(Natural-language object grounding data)

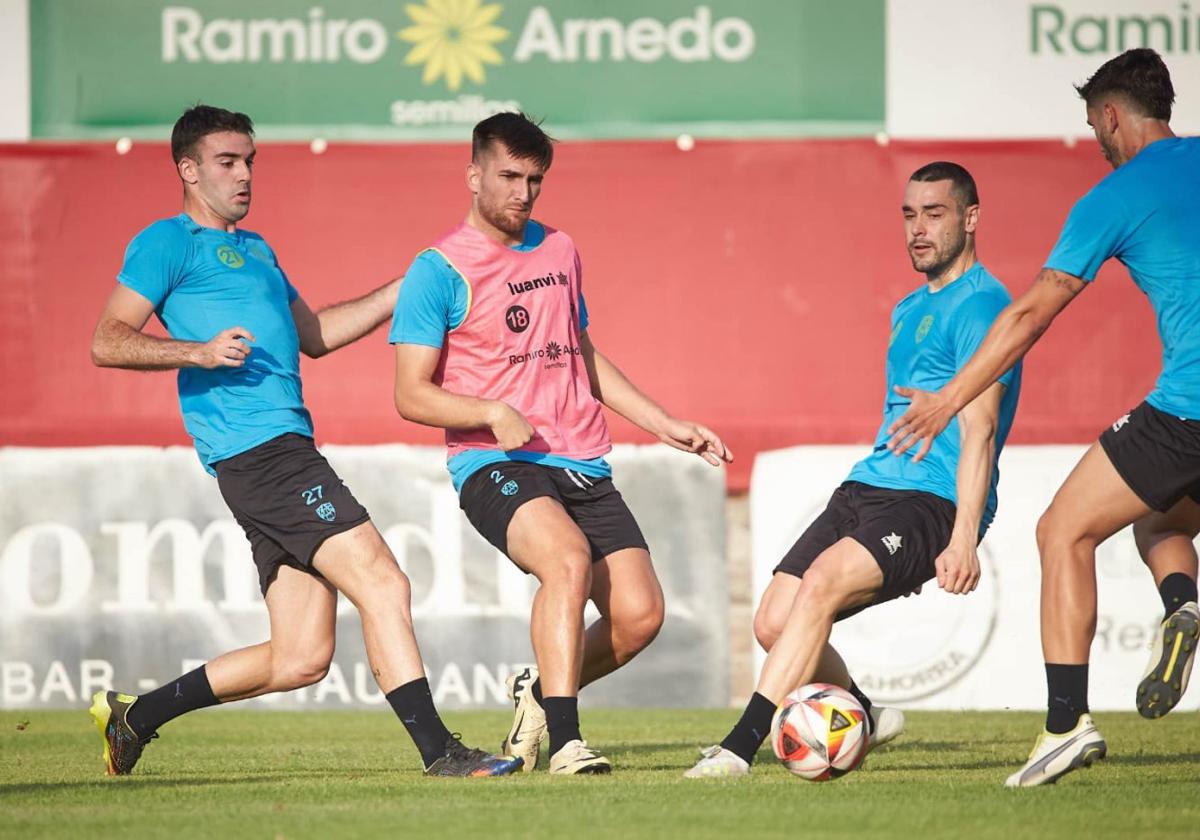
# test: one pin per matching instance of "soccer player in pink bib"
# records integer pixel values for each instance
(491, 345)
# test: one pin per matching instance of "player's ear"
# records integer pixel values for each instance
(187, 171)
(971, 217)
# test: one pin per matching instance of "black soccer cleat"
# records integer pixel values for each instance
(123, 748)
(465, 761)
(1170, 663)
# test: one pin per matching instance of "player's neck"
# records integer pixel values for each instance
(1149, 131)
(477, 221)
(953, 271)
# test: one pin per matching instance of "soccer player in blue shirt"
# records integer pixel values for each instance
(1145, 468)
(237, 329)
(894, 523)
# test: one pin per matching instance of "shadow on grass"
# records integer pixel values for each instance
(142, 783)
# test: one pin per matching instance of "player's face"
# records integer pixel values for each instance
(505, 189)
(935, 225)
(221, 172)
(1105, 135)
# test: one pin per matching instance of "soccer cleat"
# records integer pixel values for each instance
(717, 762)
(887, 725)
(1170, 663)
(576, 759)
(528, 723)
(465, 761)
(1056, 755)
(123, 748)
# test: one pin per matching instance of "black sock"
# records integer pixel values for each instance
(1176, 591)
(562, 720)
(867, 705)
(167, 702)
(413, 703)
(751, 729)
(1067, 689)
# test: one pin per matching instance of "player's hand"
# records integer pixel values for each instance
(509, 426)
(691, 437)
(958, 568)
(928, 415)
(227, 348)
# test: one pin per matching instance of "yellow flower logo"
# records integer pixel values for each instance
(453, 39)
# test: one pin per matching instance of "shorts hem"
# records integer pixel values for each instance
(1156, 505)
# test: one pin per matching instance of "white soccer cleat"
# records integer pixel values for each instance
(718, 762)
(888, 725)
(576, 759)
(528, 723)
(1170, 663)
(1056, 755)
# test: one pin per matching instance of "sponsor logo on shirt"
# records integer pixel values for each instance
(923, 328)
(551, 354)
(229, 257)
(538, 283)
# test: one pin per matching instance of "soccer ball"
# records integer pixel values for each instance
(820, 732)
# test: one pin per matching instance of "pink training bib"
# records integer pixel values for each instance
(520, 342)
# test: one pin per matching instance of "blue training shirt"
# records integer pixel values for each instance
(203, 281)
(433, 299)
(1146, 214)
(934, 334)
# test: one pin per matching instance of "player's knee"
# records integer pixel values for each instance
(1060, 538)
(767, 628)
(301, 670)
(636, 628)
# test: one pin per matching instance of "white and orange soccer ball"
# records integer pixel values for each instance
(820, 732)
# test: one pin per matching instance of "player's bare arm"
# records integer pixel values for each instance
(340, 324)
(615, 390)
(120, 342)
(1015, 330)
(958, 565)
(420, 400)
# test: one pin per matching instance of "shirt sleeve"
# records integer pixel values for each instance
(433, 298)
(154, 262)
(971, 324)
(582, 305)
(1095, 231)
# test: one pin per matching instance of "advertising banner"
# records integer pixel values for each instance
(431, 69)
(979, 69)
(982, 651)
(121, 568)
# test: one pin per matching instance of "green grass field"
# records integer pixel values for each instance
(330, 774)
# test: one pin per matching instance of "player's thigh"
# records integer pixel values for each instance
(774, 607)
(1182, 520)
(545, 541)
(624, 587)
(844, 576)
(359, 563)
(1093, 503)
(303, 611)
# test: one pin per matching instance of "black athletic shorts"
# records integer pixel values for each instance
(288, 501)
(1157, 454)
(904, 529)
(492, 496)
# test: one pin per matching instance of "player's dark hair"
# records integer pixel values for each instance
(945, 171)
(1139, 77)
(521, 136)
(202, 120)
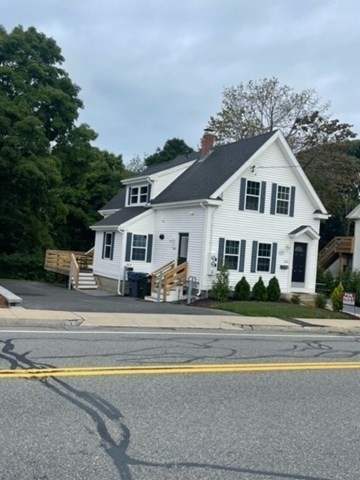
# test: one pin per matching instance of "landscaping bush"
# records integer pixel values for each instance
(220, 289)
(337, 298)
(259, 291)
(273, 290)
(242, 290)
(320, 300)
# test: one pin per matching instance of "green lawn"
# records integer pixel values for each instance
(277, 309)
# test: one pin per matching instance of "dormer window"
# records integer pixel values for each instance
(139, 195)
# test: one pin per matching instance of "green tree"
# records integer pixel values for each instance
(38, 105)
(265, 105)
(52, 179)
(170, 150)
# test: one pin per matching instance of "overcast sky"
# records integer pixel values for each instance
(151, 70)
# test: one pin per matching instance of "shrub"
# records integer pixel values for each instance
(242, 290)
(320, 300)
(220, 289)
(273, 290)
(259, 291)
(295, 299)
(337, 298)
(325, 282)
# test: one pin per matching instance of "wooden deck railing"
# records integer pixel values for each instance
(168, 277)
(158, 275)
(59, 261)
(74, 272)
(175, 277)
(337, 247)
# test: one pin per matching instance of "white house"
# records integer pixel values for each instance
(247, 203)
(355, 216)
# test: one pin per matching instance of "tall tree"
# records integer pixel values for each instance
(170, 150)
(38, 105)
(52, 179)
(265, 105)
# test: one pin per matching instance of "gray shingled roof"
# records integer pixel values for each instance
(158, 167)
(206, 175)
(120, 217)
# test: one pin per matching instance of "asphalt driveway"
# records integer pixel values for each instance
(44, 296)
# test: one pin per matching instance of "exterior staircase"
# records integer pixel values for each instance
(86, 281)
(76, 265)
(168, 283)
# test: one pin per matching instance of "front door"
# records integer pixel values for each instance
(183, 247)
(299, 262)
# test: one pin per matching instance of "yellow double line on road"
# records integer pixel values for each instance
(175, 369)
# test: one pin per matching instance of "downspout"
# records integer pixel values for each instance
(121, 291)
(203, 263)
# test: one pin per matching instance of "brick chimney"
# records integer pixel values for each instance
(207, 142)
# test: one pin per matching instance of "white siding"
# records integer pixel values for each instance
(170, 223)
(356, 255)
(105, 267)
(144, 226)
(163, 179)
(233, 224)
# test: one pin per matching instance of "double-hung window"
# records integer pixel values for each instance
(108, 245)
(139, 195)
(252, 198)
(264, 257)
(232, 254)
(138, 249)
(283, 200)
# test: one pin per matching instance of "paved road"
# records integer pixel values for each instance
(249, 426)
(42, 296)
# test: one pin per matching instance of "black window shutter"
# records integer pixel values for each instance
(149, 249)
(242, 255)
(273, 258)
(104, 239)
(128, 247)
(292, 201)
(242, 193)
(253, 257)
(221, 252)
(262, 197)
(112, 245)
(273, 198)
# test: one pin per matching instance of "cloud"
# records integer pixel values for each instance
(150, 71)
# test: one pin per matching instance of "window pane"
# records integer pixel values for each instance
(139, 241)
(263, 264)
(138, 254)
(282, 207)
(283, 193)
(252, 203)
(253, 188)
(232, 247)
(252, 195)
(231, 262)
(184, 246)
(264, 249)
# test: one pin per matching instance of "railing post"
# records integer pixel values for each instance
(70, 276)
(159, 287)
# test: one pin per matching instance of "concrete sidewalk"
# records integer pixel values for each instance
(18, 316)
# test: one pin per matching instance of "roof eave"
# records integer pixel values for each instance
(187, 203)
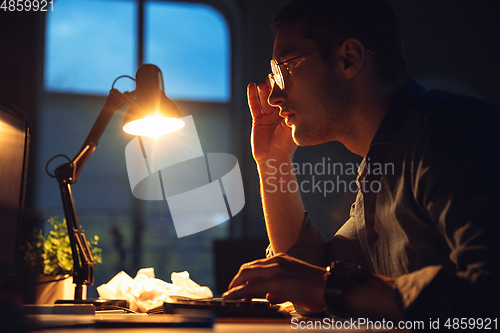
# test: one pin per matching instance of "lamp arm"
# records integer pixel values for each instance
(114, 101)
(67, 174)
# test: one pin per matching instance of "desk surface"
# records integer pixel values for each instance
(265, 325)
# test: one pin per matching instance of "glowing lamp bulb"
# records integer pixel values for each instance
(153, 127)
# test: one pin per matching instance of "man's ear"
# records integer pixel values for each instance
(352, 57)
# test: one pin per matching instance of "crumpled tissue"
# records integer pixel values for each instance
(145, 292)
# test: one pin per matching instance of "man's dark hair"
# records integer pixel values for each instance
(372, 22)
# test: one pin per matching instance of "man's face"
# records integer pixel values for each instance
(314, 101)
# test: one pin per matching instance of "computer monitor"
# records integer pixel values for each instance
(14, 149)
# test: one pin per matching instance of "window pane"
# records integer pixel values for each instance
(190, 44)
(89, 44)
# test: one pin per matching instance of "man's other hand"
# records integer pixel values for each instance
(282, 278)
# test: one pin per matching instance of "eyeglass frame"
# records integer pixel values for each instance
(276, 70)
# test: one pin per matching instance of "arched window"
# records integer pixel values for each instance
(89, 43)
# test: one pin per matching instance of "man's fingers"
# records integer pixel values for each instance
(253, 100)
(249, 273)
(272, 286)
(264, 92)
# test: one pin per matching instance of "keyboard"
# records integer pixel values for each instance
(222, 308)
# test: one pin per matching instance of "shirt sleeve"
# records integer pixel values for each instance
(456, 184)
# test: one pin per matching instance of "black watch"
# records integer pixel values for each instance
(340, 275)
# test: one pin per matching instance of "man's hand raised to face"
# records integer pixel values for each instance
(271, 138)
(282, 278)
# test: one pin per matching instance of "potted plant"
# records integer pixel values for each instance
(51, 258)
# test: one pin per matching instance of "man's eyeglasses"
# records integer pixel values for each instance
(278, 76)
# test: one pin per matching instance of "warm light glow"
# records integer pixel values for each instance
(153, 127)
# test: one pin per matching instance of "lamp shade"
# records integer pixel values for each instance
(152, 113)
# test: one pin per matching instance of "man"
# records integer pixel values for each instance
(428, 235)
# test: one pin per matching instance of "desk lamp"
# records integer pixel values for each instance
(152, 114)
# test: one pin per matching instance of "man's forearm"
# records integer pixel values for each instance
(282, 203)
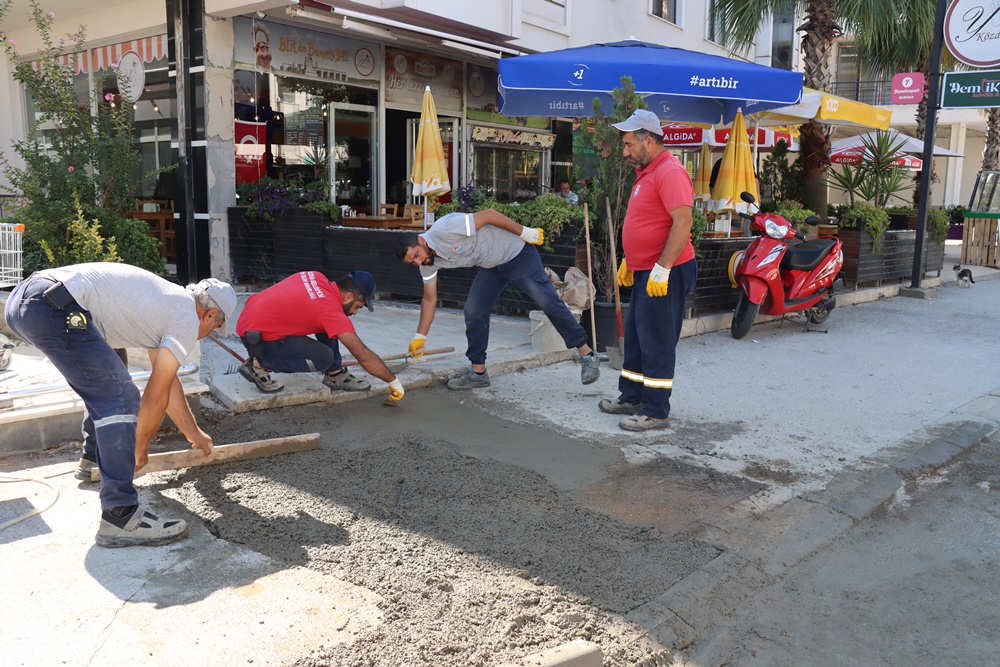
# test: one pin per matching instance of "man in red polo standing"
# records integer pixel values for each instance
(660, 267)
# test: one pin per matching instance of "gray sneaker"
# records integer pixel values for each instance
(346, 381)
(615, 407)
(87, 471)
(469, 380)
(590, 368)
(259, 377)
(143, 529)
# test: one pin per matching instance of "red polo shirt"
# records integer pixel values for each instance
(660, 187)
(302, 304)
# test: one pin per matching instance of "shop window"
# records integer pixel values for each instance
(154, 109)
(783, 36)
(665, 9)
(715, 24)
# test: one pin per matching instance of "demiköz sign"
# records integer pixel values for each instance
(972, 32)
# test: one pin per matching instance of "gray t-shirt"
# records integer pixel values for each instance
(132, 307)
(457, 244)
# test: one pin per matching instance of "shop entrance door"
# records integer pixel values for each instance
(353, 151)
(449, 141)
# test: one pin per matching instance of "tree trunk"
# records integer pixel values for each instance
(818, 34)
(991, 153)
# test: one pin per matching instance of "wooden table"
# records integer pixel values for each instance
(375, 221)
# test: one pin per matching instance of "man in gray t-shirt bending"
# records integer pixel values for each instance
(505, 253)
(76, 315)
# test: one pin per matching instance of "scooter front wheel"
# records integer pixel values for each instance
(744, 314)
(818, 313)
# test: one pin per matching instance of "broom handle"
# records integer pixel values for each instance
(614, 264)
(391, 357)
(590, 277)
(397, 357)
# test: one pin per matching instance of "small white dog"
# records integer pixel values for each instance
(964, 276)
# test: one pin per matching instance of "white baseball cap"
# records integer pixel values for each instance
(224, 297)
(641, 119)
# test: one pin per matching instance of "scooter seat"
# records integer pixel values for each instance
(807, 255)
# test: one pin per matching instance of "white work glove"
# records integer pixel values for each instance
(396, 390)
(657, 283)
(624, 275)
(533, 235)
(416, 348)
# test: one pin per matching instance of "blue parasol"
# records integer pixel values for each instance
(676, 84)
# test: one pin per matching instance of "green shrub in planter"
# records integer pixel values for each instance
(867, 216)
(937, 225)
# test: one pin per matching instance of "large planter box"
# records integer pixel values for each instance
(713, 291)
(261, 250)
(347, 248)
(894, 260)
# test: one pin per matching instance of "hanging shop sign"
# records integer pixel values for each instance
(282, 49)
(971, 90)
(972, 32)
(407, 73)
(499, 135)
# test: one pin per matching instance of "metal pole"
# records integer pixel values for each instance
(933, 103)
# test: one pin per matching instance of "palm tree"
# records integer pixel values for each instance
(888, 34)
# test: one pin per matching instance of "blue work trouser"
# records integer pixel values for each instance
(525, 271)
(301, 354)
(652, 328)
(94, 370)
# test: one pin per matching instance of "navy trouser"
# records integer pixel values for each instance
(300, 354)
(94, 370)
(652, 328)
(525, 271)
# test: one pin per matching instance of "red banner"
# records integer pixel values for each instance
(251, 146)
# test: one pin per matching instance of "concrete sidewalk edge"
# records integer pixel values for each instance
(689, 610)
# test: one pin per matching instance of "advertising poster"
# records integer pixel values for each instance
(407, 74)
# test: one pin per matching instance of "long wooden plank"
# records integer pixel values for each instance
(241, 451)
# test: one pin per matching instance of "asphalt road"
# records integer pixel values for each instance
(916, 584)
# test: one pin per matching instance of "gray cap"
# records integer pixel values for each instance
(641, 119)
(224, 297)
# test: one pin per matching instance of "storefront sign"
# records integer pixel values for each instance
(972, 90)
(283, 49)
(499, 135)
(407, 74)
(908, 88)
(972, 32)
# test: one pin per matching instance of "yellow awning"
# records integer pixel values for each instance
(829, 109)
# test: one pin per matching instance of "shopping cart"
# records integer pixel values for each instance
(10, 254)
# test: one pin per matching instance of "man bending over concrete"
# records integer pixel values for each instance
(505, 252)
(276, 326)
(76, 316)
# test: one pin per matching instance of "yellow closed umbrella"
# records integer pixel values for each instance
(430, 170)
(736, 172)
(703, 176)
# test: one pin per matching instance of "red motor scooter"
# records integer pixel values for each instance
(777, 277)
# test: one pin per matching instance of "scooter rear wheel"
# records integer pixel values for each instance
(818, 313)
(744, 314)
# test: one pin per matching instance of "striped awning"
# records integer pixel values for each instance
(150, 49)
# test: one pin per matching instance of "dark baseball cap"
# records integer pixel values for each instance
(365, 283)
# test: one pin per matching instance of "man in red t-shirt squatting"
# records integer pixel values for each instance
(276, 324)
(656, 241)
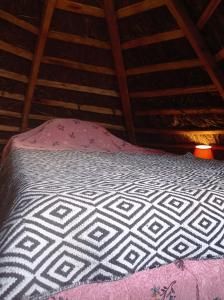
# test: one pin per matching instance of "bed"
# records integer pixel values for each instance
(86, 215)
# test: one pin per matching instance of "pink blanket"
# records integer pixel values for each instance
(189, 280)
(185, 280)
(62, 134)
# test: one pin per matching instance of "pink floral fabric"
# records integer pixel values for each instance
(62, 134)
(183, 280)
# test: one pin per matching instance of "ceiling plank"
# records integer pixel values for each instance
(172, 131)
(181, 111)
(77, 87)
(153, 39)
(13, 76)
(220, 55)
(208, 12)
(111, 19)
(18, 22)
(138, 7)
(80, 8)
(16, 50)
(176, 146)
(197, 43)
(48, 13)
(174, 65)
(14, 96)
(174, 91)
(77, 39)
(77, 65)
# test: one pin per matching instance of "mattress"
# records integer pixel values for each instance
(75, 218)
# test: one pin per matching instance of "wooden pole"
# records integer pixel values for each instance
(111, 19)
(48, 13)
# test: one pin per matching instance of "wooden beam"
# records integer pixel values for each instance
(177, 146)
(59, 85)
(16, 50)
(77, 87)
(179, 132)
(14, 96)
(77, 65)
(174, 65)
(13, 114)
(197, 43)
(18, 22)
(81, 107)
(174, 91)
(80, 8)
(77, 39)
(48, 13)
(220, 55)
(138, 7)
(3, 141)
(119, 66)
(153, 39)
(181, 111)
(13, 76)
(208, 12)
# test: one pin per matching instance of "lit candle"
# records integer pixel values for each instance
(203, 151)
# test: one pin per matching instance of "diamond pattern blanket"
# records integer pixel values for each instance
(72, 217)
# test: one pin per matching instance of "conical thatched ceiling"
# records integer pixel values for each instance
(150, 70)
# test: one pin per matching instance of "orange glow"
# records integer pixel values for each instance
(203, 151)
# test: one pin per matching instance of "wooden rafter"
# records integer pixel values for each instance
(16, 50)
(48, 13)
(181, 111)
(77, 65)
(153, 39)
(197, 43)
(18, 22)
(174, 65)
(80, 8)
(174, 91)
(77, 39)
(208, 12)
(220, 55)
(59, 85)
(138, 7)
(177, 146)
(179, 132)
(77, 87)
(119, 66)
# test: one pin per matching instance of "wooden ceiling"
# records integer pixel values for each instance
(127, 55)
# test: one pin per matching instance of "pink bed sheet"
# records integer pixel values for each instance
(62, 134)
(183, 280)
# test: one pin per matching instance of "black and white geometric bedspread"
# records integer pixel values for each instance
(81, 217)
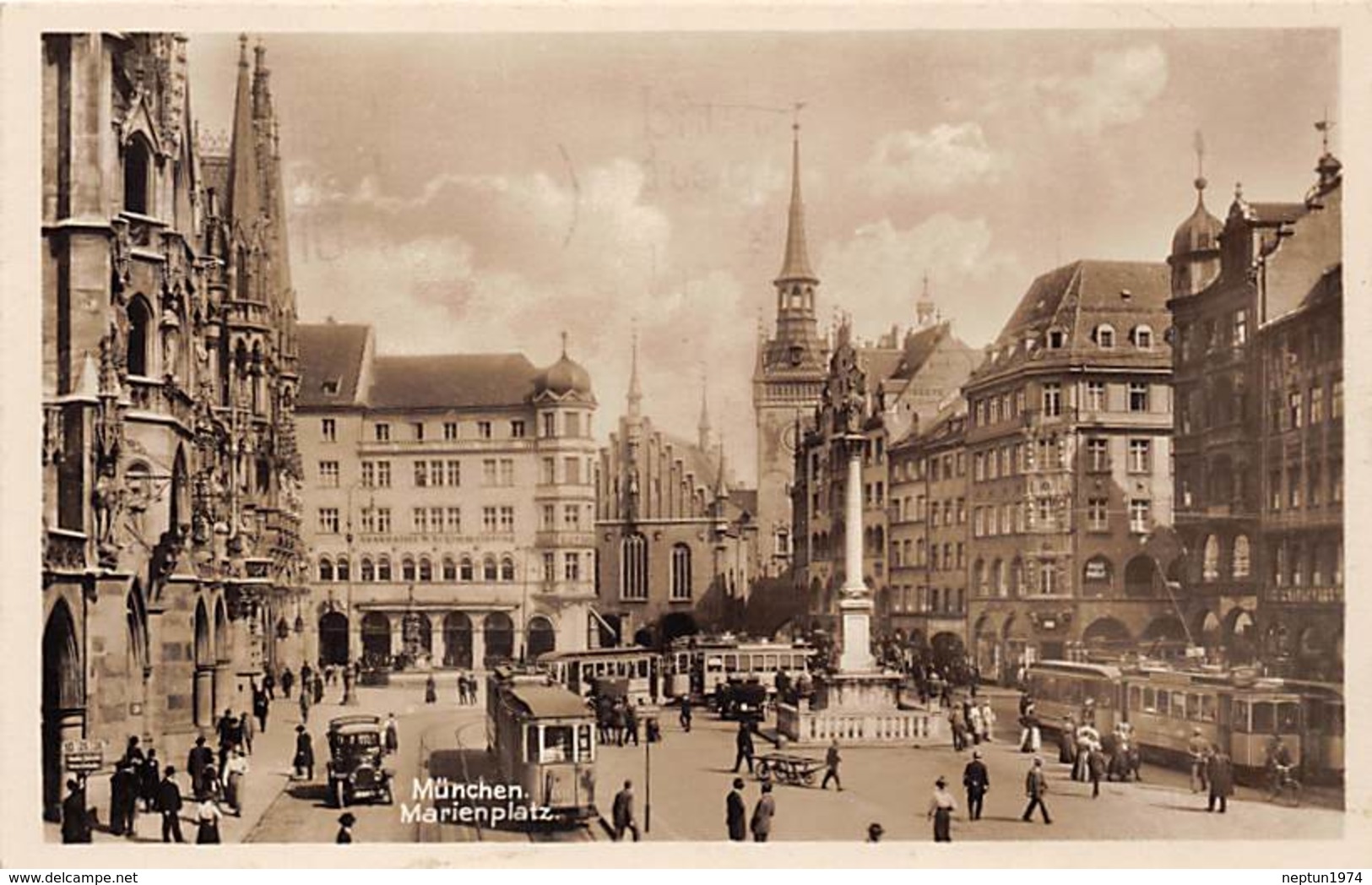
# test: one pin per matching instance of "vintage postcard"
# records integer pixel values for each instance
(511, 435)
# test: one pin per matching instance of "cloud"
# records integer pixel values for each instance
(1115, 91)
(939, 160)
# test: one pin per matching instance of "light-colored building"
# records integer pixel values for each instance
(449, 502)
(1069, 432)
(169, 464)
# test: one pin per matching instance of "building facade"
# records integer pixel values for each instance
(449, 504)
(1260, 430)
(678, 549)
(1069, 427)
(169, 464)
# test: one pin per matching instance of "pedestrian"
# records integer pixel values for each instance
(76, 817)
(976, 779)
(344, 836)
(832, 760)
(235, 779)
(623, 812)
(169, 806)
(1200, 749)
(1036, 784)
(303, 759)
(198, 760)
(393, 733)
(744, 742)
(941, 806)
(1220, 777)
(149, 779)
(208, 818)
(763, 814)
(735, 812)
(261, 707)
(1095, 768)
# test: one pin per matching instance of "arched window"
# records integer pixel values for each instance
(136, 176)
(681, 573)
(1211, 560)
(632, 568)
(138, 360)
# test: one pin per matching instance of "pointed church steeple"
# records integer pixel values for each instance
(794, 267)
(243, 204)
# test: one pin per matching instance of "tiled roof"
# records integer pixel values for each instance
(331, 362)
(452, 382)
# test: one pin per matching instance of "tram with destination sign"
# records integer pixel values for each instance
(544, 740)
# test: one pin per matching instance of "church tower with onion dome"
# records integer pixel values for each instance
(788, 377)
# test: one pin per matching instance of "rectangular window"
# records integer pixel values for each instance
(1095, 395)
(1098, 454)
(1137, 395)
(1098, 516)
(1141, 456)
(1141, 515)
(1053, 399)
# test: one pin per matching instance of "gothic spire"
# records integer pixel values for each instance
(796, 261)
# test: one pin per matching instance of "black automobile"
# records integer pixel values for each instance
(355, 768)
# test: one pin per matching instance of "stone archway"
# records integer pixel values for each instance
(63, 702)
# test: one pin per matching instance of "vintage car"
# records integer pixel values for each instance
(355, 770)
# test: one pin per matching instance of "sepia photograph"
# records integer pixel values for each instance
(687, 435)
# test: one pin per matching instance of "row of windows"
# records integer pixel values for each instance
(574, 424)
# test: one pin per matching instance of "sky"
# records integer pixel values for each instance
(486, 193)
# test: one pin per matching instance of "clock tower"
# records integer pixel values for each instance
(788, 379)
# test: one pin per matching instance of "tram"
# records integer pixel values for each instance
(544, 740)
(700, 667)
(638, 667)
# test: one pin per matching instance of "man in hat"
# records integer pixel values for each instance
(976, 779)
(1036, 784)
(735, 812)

> **Directions for this task**
Lines holding the word "yellow" should be counted across the entries; state only how many there are.

> **Solution to this exercise**
4